[Dataset rows on where objects appear]
==============================

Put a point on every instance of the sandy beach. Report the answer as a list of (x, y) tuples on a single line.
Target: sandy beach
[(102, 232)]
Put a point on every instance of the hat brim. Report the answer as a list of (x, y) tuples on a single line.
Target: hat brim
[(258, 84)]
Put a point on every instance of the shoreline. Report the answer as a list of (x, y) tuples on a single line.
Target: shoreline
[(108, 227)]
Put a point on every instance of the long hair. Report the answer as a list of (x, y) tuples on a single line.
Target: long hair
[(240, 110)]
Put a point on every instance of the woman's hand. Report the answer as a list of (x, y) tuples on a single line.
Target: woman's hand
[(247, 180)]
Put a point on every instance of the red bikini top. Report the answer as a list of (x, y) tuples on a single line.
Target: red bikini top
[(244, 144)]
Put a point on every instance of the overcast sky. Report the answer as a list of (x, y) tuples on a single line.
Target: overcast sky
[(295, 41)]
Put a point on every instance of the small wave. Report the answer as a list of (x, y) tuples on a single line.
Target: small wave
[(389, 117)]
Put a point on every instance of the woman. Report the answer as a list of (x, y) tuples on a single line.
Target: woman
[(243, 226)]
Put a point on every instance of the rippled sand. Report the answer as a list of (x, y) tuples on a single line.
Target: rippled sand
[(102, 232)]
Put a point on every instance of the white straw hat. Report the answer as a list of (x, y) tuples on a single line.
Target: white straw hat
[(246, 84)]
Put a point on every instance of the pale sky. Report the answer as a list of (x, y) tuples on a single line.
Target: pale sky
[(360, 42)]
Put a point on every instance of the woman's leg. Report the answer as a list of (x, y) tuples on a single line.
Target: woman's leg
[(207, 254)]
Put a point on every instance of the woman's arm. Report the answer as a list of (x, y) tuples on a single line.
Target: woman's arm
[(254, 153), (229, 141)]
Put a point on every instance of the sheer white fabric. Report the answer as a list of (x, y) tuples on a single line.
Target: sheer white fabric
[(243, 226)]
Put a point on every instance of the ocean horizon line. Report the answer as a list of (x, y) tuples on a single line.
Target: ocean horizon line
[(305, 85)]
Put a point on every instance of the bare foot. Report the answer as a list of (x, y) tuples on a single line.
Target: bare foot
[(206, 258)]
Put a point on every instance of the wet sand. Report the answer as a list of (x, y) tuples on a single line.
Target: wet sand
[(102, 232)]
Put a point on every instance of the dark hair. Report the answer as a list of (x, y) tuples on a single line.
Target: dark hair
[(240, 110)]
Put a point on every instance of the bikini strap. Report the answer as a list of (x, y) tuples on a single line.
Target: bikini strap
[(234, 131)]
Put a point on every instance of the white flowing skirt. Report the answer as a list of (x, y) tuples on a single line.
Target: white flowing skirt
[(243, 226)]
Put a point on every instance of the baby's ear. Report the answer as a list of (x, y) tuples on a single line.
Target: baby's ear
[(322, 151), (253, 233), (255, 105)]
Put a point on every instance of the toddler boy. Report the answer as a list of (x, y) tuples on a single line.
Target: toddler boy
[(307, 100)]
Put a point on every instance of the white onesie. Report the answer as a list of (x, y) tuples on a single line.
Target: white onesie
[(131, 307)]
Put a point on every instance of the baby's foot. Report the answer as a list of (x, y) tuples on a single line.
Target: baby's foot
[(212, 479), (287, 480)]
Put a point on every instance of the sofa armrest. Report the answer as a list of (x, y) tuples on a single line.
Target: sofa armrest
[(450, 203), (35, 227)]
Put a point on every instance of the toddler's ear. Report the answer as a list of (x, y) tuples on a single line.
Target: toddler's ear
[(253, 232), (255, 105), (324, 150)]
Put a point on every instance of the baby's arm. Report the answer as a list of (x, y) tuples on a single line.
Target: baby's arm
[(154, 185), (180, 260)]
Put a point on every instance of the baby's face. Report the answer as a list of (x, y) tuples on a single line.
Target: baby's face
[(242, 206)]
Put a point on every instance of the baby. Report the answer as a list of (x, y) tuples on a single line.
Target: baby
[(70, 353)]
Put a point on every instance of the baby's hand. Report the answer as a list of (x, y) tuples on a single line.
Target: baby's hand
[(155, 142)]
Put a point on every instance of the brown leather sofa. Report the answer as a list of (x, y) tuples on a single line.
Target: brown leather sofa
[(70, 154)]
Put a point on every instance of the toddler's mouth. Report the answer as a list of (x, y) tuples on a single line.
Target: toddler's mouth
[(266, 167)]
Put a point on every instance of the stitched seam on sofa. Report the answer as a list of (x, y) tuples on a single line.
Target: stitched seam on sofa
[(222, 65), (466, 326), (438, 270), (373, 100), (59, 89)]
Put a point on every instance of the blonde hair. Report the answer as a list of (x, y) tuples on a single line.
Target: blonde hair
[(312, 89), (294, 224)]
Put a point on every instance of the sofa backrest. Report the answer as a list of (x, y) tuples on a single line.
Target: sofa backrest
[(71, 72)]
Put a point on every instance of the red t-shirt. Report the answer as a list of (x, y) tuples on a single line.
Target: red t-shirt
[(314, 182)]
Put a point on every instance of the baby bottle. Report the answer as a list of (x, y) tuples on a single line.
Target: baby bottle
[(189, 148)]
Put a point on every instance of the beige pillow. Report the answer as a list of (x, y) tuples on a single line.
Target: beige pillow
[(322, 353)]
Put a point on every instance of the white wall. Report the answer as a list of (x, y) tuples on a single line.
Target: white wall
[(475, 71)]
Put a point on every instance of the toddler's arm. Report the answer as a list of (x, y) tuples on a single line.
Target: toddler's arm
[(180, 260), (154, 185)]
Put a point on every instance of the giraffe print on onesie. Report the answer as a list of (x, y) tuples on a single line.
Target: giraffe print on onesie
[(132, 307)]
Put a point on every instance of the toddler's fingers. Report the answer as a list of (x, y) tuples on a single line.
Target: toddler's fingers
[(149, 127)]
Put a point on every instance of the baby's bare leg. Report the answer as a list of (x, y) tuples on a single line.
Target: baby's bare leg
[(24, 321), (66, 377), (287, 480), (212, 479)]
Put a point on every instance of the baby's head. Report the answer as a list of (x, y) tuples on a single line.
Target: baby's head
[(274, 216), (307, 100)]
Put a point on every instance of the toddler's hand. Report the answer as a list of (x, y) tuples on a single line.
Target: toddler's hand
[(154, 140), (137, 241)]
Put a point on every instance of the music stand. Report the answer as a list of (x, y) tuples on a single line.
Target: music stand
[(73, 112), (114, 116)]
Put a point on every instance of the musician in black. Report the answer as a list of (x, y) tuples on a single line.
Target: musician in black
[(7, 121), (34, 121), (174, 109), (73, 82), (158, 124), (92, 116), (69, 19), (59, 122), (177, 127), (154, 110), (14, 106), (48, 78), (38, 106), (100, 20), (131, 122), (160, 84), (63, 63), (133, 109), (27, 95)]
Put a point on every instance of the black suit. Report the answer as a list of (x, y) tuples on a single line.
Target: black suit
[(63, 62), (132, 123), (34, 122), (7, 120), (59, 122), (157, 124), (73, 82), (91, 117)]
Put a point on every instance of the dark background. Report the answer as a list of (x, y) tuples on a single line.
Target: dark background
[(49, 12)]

==============================

## Aim
Turn the lines above into a JSON list of strings, one string per line, and leave out any blank lines.

## Written answer
[
  "Put a point on every instance of the sandy beach. Report the answer as a list of (x, y) tuples on a single line.",
  "Target: sandy beach",
  "[(102, 232)]",
  "Put a point on every instance of the hat brim. Report the answer as a list of (x, y) tuples on a single line.",
  "Target: hat brim",
  "[(258, 84)]",
  "Put a point on every instance of the shoreline. Report the answer as a list of (x, y) tuples on a single line.",
  "Target: shoreline",
  "[(108, 227)]",
  "Put a point on every instance of the long hair. Report the answer as a list of (x, y) tuples on a single line.",
  "Target: long hair",
  "[(240, 110)]",
  "Put a point on every instance of the woman's hand. Report the answer as a list of (x, y) tuples on a single line.",
  "Target: woman's hand",
  "[(247, 180)]",
  "Put a point on every instance of the red bikini top. Report the answer as a list of (x, y) tuples on a single line.",
  "Target: red bikini top",
  "[(244, 144)]",
  "Put a point on every instance of the overcast sky. Report the answer as a list of (x, y) tuples on a single line.",
  "Target: overcast sky",
  "[(295, 41)]",
  "Put a point on every instance of the small wave. Report the answer as a list of (x, y) tuples on a single line.",
  "Target: small wave",
  "[(389, 117)]",
  "Put a point on every instance of the woman. Report the answer as a list of (x, y) tuples on a single line.",
  "Target: woman",
  "[(243, 226)]",
  "Put a point on every instance of the rippled sand. Report the answer as a list of (x, y) tuples on a single line.",
  "Target: rippled sand",
  "[(102, 232)]",
  "Put a point on every instance of the white straw hat. Report the answer as a list of (x, y) tuples on a single line.",
  "Target: white straw hat",
  "[(246, 84)]",
  "Put a point on every instance of the pale sky. Report the answer as a list of (x, y) tuples on a single line.",
  "Target: pale sky",
  "[(360, 42)]",
  "Put a point on every instance of the woman's leg. Report the answer as a list of (x, y) tuples on a single line.",
  "Target: woman's leg",
  "[(207, 254)]",
  "Put a point on every instance of the woman's arm. Report the answer as a list of (x, y) tuples on a single line.",
  "Target: woman's arm",
  "[(254, 153), (229, 141)]",
  "Put a point on every instance of the sheer white fabric. Report the answer as a list of (x, y) tuples on a single line.",
  "Target: sheer white fabric",
  "[(243, 226)]",
  "Put a point on every instance of the ocean horizon line. Report the answer as a list of (x, y) tuples on a single line.",
  "Target: ocean horizon line",
  "[(305, 85)]",
  "Put a point on every instance of the bare foot. Report the answer as a list of (x, y) tuples on a single line.",
  "Target: bare foot",
  "[(206, 258)]",
  "Put a point on every instance of the wet sand. Report the answer as a list of (x, y) tuples on a single line.",
  "Target: wet sand",
  "[(102, 232)]",
  "Put a point on every instance of the dark hair. Report the answer as a list of (x, y) tuples on a single line.",
  "Target: dark hair",
  "[(240, 110)]",
  "Put a point on every instance of the bikini strap. Report the answer as a list of (x, y) tuples on a single line.",
  "Target: bikini strap",
  "[(234, 131)]",
  "Put a point on every instance of the white flowing skirt. Report the answer as a list of (x, y) tuples on a single line.",
  "Target: white flowing skirt",
  "[(243, 226)]",
  "Put a point on every instance of the baby's ear. Report the answer as a list of (x, y) tuples on a single line.",
  "Target: baby's ear",
  "[(322, 151), (253, 233), (255, 105)]",
  "Put a point on every instance of the toddler boy. Report the answer as a list of (x, y) tuples on a single line.",
  "Target: toddler boy",
  "[(307, 100)]",
  "Put a point on every instance of the white onesie. Report the answer as a list of (x, y) tuples on a single line.",
  "Target: white onesie",
  "[(131, 307)]",
  "Put a point on every instance of the baby's foot. Report the answer as a list of (x, y) tuples on a single line.",
  "Target: baby's foot",
  "[(212, 479), (287, 480)]",
  "Put a point on every instance of the sofa armrest. Report the answer as a list of (x, y) tuples on a single line.",
  "Target: sofa armrest",
  "[(450, 203), (35, 227)]",
  "Put a point on every instance of the toddler's ear. Report the answer as a list of (x, y) tuples on a single line.",
  "Target: toddler's ear",
  "[(253, 232), (255, 105), (324, 150)]",
  "Put a point on every instance of the baby's arm. Report the answer as a list of (x, y) tuples on a single line.",
  "Target: baby's arm",
  "[(154, 185), (180, 260)]",
  "Put a point on every instance of the baby's face. Report the answer as a list of (x, y) tuples on a single line.",
  "Target: baby's face",
  "[(242, 206)]",
  "Put a point on every instance of the baby. Report the answer as a list of (x, y) tuples on a single line.",
  "Target: baby",
  "[(70, 353)]",
  "Put a point on every instance of the baby's hand. Report the answer as a list of (x, y) tuples on a single line.",
  "Target: baby's hand",
  "[(155, 142)]",
  "Put a point on every instance of the brown leather sofa. Report the answer as a list of (x, y) tuples on a single line.",
  "Target: brown leather sofa",
  "[(70, 154)]",
  "Put a point on every instance of the toddler's mouth. Report the answer as a list of (x, y) tuples on a single line.",
  "Target: toddler's mouth",
  "[(266, 167)]",
  "Put a point on every instance of the stitched seam on sofa. Report the answer as a list of (x, y) tuples on a single line.",
  "Target: stitched seam on sofa",
  "[(222, 65), (466, 326), (438, 270), (373, 100), (59, 89)]",
  "Put a point on every instance of the blonde hair. Report the answer as a list of (x, y) tuples on a single line.",
  "Target: blonde hair",
  "[(312, 89), (294, 224)]",
  "Put a point on every instance of the sofa backrest. Report the answer as a list of (x, y) tuples on a single line.",
  "Target: sofa backrest",
  "[(71, 72)]",
  "Put a point on every instance of the red t-shirt. Report the answer as a list of (x, y) tuples on a single line.",
  "Target: red t-shirt",
  "[(314, 182)]",
  "Put a point on every instance of the baby bottle. Report the answer as a list of (x, y) tuples on a single line.",
  "Target: baby bottle",
  "[(189, 148)]",
  "Put a point on every instance of the beige pillow. Report the answer as a list of (x, y) tuples on a single line.",
  "Target: beige pillow",
  "[(322, 353)]",
  "Put a point on every instance of the white wall. Report the answer as a list of (x, y) tuples on a single line.",
  "Target: white wall",
  "[(475, 71)]",
  "Put a point on every instance of the toddler's arm. Report the answer as a list of (x, y) tuples on a single line.",
  "Target: toddler's arm",
  "[(180, 260), (154, 185)]",
  "Put a point on every instance of the giraffe print on onesie. Report the answer as a list of (x, y) tuples on a single line.",
  "Target: giraffe print on onesie",
  "[(132, 307)]",
  "Put a point on every instance of the toddler's fingers. Report the answer as a list of (x, y) tuples on a single line.",
  "Target: toddler's fingers",
  "[(149, 127)]",
  "Put a point on every instance of the baby's bare leg. Report the answer as a list of (x, y) tuples on a single line.",
  "Target: baby's bare leg",
  "[(24, 321), (66, 377), (287, 480), (212, 479)]",
  "Put a point on every instance of the baby's head. Report the answer as a list of (x, y) tuples on a single line.",
  "Target: baby's head",
  "[(274, 216), (307, 100)]",
  "Put a point on every instance of the toddler's hand. Report the answer as a list of (x, y) tuples on a single line.",
  "Target: toddler's hand",
  "[(154, 140), (137, 241)]",
  "Put a point on every instance of the music stand. Report the answer as a list of (x, y) tuples on a single line.",
  "Target: music stand",
  "[(73, 112), (114, 116)]",
  "Put a point on every instance of the musician in black. Report the answer as a list of (x, y) tuples on a single line.",
  "Target: musician in black",
  "[(7, 121), (34, 121), (174, 109), (73, 82), (158, 124), (92, 116), (69, 19), (59, 122), (177, 127), (154, 110), (14, 106), (48, 78), (38, 106), (100, 20), (131, 122), (160, 84), (63, 63), (133, 109), (27, 95)]",
  "Put a point on every instance of the black suit. Report the answer as a list of (x, y) tuples on a single line.",
  "Target: black suit",
  "[(63, 62), (132, 123), (34, 122), (7, 120), (59, 122), (157, 124), (73, 82), (91, 117)]",
  "Put a point on every instance of the dark background. Report the answer as a list of (x, y) tuples on a single line.",
  "Target: dark background",
  "[(49, 12)]"
]